-- TASK TO COMPLETE --
Pick out every line in the listing below that contains the word "white", and copy each one.

-- DATA TO USE --

+ + + +

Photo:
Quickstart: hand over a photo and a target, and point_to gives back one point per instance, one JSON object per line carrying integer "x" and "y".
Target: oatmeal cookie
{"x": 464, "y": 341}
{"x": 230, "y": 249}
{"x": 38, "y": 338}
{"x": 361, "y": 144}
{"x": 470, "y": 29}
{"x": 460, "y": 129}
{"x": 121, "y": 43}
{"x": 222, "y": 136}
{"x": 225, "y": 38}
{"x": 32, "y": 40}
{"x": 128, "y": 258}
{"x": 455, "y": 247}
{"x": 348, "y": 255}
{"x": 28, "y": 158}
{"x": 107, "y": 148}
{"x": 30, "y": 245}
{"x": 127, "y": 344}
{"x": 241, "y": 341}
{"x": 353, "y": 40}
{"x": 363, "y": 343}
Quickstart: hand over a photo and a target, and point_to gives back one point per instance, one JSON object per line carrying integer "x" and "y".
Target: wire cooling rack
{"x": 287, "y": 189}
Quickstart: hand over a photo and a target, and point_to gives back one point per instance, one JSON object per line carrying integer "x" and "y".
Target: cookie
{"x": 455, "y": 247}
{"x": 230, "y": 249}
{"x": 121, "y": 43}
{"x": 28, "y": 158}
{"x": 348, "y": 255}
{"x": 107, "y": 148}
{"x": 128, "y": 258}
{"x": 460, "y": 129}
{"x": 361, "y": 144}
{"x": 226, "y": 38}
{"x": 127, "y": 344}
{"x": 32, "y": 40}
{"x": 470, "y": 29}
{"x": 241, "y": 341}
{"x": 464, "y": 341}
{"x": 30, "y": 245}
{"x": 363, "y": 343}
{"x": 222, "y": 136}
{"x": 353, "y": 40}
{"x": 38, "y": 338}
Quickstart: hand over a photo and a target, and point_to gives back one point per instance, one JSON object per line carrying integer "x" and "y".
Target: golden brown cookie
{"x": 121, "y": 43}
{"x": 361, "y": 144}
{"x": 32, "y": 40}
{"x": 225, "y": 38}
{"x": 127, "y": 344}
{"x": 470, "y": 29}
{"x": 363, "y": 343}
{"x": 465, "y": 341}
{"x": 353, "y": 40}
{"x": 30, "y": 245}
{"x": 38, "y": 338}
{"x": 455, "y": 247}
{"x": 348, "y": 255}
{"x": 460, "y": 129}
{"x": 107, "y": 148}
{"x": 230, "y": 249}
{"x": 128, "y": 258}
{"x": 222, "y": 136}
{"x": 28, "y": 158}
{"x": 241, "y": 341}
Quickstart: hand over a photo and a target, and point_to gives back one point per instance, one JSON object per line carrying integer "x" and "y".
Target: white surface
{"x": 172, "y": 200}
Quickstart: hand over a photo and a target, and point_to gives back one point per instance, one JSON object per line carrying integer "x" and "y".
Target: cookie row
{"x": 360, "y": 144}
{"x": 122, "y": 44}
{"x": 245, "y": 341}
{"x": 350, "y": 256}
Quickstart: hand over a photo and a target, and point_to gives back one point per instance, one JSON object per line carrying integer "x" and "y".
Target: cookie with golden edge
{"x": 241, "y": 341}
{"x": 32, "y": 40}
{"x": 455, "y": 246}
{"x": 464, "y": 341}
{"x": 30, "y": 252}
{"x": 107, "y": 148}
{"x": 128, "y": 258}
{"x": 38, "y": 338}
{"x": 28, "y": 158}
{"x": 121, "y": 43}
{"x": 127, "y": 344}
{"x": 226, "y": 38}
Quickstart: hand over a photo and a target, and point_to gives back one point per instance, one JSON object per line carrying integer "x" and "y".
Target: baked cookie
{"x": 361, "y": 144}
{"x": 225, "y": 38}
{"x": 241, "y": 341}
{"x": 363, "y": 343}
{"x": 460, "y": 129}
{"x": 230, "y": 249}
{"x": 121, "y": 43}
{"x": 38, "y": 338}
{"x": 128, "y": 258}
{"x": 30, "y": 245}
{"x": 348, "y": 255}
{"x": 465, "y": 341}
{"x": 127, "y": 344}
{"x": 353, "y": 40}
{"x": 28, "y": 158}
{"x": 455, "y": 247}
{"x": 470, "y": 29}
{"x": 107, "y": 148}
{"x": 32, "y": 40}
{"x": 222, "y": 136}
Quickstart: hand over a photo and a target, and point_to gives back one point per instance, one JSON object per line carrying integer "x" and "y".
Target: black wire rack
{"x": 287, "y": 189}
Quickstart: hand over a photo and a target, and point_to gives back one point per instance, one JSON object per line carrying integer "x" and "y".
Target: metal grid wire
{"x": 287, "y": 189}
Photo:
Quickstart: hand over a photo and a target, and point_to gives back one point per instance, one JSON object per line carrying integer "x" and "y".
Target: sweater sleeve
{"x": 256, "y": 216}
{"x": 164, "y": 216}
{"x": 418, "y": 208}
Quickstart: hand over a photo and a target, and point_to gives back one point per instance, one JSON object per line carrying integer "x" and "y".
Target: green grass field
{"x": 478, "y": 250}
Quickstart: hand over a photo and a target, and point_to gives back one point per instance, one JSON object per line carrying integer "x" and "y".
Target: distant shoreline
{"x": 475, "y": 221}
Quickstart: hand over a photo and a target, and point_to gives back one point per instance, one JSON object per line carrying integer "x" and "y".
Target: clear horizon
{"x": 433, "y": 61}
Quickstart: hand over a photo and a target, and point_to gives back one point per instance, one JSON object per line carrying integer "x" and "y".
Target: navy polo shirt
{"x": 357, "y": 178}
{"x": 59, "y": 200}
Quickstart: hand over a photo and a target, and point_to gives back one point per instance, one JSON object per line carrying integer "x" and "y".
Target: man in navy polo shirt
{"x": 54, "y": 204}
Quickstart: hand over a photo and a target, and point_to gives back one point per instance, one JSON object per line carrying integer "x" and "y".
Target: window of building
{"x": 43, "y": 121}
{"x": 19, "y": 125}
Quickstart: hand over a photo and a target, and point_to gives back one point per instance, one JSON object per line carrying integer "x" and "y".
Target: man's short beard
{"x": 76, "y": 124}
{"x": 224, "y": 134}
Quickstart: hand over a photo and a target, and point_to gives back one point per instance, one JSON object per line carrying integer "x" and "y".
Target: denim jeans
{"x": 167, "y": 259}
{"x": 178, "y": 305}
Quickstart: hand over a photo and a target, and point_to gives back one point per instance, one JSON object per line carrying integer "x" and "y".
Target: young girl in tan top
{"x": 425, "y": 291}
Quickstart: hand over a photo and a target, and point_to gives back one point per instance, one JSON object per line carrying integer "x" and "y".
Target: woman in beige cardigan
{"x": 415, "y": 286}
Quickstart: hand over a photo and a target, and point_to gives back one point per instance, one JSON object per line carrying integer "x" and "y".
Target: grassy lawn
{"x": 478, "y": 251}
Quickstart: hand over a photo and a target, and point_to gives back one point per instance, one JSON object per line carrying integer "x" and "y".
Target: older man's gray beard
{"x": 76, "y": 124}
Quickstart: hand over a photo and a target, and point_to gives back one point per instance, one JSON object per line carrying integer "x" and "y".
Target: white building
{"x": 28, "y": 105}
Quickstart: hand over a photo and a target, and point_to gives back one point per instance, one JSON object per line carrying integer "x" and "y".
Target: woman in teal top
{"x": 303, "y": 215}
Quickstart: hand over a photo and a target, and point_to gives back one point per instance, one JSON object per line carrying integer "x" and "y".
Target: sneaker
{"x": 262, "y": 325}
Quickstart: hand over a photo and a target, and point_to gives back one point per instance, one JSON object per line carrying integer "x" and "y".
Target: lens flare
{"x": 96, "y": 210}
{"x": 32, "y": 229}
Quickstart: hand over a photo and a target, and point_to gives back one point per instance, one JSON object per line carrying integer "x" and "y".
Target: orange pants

+ + + +

-- RESULT FOR THIS EXERCISE --
Target: white surface
Target: white building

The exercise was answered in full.